▶ [PROBLEM 1] In the post on energy independence, how much in federal loan guarantees did President Obama call for?

▶ [DOCUMENT EXTRACT]
------------------------------

Saturday, January 30, 2010

A Stopped Clock Is Twice Right

President Obama occasionally gets things right. In his State of the Union address he called for more "safe, clean nuclear power plants." And yesterday he called for $54 billion of federal loan guarantees to those who would build this new generation of nuclear power. See: Loan Guarantees. IF we can take him at his word (the big "if" is on purpose), then this would be an important step forward in the U.S.'s attempt to achieve energy independence. In this speech he also mentioned more offshore drilling for gas and oil. This would be wonderful if it happened, but my cynicism takes over here and such a development (ANWR too?) I'm afraid, is even more suspect.

It would seem to this author that the real path to our nation's energy independence might require the following steps:
1) Build as many new nuclear power plants as can be economically financed and open up Yucca Mountain for long-term nuclear waste disposal (if required).
2) Aim to generate all our electrical needs from nuclear energy (east and west coast) and from coal-fired plants (middle America). No more natural gas and oil-fired electrical power plants should be given permits.
3) Encourage all Americans to heat their homes with natural gas and help build the infrastructure and offer the tax incentives to accomplish this. The objective should be no more oil-heated homes.
4) Specify that kerosene, diesel fuel, and gasoline are the most desirable fuels for transportation vehicles (air, rail, and ground). Offer the necessary incentives to achieve better mileage in these vehicles (including hybrid technology). Investigate liquefied coal as a long-term vehicular fuel option.

------------------------------

Records of labeled boxes
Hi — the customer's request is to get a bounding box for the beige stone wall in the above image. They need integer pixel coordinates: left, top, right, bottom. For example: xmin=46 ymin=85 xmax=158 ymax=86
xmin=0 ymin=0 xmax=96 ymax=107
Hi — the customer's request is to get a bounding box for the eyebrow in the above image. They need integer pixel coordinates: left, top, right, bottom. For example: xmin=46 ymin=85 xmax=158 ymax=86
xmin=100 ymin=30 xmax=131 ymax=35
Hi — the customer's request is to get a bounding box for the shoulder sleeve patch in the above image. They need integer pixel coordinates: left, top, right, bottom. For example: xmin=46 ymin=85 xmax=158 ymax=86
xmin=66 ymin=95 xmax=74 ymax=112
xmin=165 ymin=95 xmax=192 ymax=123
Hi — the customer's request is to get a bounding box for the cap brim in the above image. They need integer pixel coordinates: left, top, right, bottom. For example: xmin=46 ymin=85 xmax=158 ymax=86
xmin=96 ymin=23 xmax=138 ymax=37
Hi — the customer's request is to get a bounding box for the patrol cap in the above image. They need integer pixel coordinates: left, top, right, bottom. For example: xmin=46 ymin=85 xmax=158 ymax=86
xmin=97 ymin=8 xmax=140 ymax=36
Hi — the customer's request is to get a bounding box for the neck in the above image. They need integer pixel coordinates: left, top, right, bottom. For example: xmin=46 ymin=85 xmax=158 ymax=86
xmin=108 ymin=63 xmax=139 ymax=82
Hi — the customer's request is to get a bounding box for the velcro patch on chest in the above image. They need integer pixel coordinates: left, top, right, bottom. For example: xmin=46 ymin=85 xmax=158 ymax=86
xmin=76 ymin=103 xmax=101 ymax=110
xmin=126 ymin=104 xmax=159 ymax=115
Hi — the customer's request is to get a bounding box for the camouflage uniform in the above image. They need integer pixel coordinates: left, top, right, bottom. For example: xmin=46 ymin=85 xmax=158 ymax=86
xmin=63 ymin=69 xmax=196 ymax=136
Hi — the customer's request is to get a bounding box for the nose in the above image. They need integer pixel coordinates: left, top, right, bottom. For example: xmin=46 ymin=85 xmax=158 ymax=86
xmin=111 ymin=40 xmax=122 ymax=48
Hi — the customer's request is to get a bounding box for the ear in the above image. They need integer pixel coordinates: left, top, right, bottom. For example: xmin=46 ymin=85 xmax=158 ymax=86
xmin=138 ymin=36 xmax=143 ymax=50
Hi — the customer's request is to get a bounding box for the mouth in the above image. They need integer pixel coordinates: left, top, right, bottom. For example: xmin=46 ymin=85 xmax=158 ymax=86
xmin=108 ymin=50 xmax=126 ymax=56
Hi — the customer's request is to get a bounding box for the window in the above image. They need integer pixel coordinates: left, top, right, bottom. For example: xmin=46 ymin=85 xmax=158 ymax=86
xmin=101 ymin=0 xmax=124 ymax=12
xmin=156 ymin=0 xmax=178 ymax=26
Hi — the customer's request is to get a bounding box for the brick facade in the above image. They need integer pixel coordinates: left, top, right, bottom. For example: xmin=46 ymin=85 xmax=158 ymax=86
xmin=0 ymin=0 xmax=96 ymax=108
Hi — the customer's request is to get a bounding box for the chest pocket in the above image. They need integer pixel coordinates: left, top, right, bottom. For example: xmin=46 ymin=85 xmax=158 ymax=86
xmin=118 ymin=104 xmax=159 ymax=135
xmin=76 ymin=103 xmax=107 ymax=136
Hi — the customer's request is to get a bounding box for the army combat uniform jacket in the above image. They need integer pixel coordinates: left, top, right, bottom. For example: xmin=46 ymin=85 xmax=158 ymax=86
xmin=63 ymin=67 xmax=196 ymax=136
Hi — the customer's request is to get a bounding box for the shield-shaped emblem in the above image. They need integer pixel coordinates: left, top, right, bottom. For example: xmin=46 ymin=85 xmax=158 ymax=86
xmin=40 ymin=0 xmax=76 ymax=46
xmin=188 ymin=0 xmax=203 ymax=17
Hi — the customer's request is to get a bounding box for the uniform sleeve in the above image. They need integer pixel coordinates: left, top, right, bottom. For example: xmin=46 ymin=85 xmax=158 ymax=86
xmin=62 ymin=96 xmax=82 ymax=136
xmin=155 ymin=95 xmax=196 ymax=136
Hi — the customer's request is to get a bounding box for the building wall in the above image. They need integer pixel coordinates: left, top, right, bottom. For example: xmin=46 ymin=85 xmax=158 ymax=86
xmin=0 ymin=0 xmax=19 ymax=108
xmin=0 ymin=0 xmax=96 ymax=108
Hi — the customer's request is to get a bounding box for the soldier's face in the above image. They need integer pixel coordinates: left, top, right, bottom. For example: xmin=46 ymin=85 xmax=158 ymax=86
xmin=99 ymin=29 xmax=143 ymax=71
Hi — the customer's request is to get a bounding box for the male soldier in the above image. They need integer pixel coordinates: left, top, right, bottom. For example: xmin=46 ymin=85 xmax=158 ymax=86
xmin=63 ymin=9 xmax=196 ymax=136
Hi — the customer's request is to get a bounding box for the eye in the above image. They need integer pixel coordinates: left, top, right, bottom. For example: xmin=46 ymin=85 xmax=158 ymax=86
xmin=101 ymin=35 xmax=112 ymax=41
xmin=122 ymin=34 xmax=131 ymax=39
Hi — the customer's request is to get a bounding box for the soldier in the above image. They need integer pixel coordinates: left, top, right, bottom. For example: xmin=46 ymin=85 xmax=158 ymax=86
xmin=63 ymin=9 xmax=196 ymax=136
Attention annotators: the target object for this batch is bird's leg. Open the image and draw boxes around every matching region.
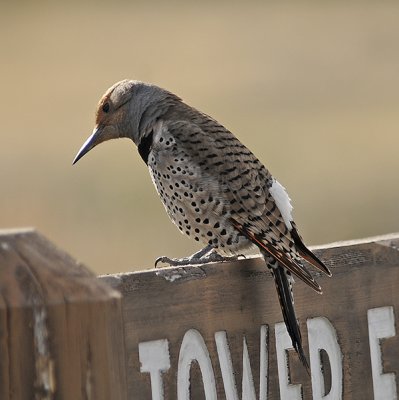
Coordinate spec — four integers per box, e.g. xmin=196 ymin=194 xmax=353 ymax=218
xmin=155 ymin=245 xmax=241 ymax=267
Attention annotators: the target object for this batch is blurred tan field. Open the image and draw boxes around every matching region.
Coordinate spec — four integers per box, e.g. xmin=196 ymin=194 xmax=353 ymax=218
xmin=0 ymin=0 xmax=399 ymax=273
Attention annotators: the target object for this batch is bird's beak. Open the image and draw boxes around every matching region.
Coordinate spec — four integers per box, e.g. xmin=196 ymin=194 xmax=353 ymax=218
xmin=72 ymin=125 xmax=102 ymax=165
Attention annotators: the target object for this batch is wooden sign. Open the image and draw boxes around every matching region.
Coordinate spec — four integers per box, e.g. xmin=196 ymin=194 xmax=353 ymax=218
xmin=0 ymin=229 xmax=127 ymax=400
xmin=101 ymin=235 xmax=399 ymax=400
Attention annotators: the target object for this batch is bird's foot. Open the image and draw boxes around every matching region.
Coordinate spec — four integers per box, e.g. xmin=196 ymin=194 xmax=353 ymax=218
xmin=155 ymin=246 xmax=245 ymax=267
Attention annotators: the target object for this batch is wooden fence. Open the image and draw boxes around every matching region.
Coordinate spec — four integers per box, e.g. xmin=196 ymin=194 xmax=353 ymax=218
xmin=0 ymin=230 xmax=399 ymax=400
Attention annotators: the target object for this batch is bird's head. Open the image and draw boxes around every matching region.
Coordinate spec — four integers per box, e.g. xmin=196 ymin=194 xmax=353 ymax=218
xmin=73 ymin=79 xmax=180 ymax=164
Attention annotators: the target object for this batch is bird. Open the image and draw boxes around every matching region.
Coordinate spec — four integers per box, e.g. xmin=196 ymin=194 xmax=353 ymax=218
xmin=73 ymin=79 xmax=331 ymax=373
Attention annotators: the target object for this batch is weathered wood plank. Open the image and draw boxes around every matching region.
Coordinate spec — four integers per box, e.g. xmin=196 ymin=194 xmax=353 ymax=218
xmin=0 ymin=230 xmax=126 ymax=400
xmin=101 ymin=235 xmax=399 ymax=400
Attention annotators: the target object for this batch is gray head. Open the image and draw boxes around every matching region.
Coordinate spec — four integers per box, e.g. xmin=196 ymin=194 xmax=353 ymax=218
xmin=73 ymin=79 xmax=181 ymax=164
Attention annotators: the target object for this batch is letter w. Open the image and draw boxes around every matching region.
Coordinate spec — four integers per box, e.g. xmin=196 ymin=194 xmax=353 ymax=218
xmin=215 ymin=325 xmax=268 ymax=400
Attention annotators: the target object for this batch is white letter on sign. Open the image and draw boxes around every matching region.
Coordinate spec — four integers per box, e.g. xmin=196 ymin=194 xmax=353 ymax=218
xmin=139 ymin=339 xmax=170 ymax=400
xmin=307 ymin=317 xmax=342 ymax=400
xmin=367 ymin=306 xmax=398 ymax=400
xmin=177 ymin=329 xmax=217 ymax=400
xmin=274 ymin=322 xmax=302 ymax=400
xmin=215 ymin=325 xmax=268 ymax=400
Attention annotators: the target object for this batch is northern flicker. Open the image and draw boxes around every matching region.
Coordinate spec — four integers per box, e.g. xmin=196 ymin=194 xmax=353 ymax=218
xmin=73 ymin=80 xmax=331 ymax=369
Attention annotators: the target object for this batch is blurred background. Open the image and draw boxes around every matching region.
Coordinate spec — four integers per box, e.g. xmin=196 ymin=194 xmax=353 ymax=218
xmin=0 ymin=0 xmax=399 ymax=273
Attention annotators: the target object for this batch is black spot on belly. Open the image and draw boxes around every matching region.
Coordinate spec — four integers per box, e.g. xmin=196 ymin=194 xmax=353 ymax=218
xmin=137 ymin=131 xmax=153 ymax=164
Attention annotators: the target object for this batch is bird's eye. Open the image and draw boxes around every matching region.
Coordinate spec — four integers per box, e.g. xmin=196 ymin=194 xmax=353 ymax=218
xmin=102 ymin=102 xmax=109 ymax=113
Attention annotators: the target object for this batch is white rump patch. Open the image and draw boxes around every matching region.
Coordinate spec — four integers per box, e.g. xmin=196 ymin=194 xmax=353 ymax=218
xmin=269 ymin=179 xmax=293 ymax=230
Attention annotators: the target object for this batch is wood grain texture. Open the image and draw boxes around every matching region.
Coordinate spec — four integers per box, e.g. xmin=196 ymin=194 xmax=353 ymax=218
xmin=101 ymin=234 xmax=399 ymax=400
xmin=0 ymin=230 xmax=126 ymax=400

------------------------------

▶ [PROBLEM 2] Count how many lines in the records contain the word "chest" and give only that number.

▶ [WORKED SOLUTION 1] $54 billion

▶ [WORKED SOLUTION 2] 2